• **Exercise brief**:
Print every entry, word for word, and skip the images.

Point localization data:

┏━━

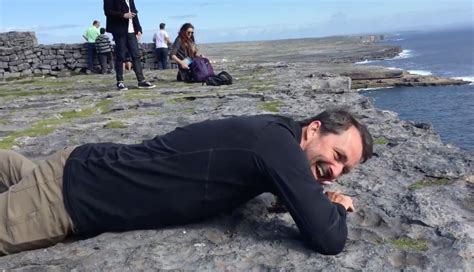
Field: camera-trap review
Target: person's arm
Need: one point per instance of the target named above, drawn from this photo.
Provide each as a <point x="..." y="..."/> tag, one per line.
<point x="322" y="224"/>
<point x="175" y="52"/>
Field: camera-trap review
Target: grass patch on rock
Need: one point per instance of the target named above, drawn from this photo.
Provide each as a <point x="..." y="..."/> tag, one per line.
<point x="381" y="141"/>
<point x="271" y="106"/>
<point x="40" y="128"/>
<point x="47" y="126"/>
<point x="410" y="244"/>
<point x="115" y="124"/>
<point x="428" y="183"/>
<point x="21" y="93"/>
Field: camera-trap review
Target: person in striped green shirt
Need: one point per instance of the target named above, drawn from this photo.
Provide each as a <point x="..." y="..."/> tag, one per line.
<point x="90" y="35"/>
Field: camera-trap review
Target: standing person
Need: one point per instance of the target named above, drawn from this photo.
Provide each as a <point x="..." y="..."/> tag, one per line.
<point x="90" y="35"/>
<point x="123" y="23"/>
<point x="161" y="40"/>
<point x="104" y="49"/>
<point x="184" y="50"/>
<point x="188" y="174"/>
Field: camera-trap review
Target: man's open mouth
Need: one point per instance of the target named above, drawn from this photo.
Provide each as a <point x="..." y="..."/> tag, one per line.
<point x="323" y="174"/>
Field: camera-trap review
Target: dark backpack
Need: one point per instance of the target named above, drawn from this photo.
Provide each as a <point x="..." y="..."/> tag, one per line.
<point x="201" y="69"/>
<point x="223" y="78"/>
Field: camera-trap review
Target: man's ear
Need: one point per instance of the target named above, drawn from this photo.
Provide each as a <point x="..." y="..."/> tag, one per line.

┗━━

• **Answer for the task**:
Field: camera-trap review
Target: person's arm
Need: one point per instance of the target named above, drawn from this photo.
Provide each as a <point x="..." y="..."/> tag, one per line.
<point x="322" y="224"/>
<point x="175" y="52"/>
Field: camera-trap review
Target: grass patch on rock
Need: one point per instance of the target named above, drawn from this photo.
Provide each as a <point x="..." y="..."/> tag, one per line.
<point x="381" y="141"/>
<point x="271" y="106"/>
<point x="40" y="128"/>
<point x="47" y="126"/>
<point x="410" y="244"/>
<point x="115" y="124"/>
<point x="428" y="183"/>
<point x="21" y="93"/>
Field: camera-trap review
Target: person in striped green shirt
Need: one point per instance of the target named above, drawn from this photo.
Provide each as a <point x="..." y="..."/> tag, one per line.
<point x="90" y="35"/>
Field: camera-trap review
Target: standing person
Need: one point per instance of the target named above, drawn from this photo.
Provide each as a <point x="..." y="..."/> tag, one per line.
<point x="90" y="35"/>
<point x="123" y="23"/>
<point x="161" y="40"/>
<point x="104" y="49"/>
<point x="184" y="50"/>
<point x="188" y="174"/>
Field: camera-trap review
Target: man's open mouth
Need: one point per instance of the target named above, drawn from this photo.
Provide each as a <point x="..." y="..."/> tag, one per line.
<point x="323" y="174"/>
Field: camera-trap review
Target: dark backpack
Need: one point per instance of the target named above, drawn from this photo.
Provide each as a <point x="..." y="..."/> tag, one per line.
<point x="201" y="69"/>
<point x="223" y="78"/>
Field: camera-trap review
Target: man's ear
Need: one point per instance of the target named above, drawn from this photo.
Provide each as a <point x="..." y="..."/> tag, one per line.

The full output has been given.